**WHAT IS REQUIRED**
Gather and copy every line in the items below that contains the string "panel", counting a match only when the case is the same.

**INPUT**
BEGIN

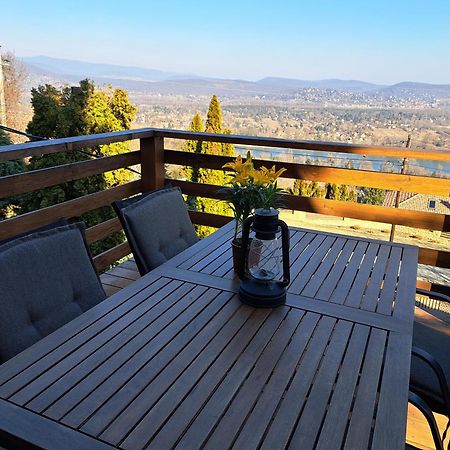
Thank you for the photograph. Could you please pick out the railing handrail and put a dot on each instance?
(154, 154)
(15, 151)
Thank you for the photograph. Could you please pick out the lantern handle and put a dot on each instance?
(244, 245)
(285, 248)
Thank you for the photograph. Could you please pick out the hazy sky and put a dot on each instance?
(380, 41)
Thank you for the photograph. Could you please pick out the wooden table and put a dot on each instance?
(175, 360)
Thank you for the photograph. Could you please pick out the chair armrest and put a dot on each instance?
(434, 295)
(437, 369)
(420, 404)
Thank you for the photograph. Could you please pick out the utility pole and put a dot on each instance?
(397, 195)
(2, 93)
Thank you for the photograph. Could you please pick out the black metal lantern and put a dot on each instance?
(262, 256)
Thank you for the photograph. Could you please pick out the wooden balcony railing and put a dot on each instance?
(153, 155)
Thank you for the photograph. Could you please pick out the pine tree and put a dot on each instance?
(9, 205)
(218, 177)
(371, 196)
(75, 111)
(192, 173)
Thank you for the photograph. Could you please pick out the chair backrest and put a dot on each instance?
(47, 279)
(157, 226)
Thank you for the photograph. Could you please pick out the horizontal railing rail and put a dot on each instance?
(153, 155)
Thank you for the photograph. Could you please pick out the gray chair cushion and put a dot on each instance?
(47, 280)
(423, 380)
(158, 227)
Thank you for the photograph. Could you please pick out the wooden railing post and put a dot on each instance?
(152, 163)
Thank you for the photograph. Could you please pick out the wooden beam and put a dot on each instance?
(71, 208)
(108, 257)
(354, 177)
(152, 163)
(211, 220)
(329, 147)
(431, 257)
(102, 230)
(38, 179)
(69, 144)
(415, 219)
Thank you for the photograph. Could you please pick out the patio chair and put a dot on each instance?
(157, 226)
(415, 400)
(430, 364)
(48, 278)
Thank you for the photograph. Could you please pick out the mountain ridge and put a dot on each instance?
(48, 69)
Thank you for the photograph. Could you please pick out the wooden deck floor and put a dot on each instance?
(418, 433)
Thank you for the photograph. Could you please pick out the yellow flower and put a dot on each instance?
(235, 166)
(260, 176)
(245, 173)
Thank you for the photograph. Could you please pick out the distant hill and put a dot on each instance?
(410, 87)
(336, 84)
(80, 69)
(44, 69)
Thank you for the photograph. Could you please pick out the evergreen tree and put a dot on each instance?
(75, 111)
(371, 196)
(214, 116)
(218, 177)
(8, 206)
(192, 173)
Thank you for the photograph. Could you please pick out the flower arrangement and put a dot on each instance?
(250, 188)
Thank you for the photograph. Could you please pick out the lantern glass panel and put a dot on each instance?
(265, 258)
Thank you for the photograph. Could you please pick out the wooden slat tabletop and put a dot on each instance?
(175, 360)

END
BEGIN

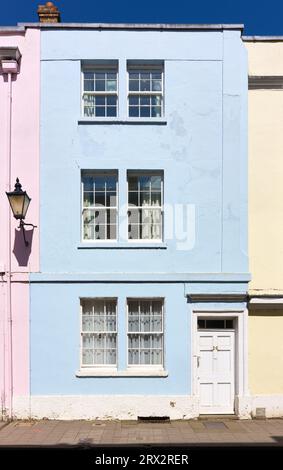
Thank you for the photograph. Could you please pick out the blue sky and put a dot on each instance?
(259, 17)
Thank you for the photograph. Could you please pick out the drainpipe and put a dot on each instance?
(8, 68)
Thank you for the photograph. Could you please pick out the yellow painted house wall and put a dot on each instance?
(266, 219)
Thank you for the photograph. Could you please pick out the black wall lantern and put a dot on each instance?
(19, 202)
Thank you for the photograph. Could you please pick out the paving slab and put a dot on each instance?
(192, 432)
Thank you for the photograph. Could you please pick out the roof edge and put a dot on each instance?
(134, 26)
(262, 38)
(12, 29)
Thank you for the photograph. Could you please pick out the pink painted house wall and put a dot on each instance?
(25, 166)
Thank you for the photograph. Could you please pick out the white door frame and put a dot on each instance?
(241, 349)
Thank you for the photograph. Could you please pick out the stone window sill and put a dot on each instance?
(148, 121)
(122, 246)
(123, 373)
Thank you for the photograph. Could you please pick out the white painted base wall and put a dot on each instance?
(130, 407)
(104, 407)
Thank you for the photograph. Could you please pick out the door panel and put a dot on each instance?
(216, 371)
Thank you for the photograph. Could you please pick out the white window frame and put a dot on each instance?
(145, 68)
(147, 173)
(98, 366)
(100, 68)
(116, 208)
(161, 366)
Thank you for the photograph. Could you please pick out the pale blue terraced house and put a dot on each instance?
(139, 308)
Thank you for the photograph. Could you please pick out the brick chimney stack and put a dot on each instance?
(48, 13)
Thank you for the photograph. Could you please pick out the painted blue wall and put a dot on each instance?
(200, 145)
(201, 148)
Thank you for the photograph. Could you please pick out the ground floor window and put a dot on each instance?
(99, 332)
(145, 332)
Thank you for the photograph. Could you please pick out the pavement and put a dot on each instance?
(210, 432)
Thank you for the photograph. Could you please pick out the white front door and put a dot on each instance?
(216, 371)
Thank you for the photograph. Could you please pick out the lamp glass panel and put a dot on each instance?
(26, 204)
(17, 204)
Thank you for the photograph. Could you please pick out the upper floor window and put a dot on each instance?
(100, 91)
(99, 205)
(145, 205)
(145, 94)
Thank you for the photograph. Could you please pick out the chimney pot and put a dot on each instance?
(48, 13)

END

**RESULT**
Thank you for the photograph. Could you please pick out the lantern glass panel and put a dot on each instance?
Thank you for the photograph. Could you please pick out the door panel and put a dot on each instance?
Thank you for the photograph. Could you please pick out the lamp glass panel and put a dot on each instance?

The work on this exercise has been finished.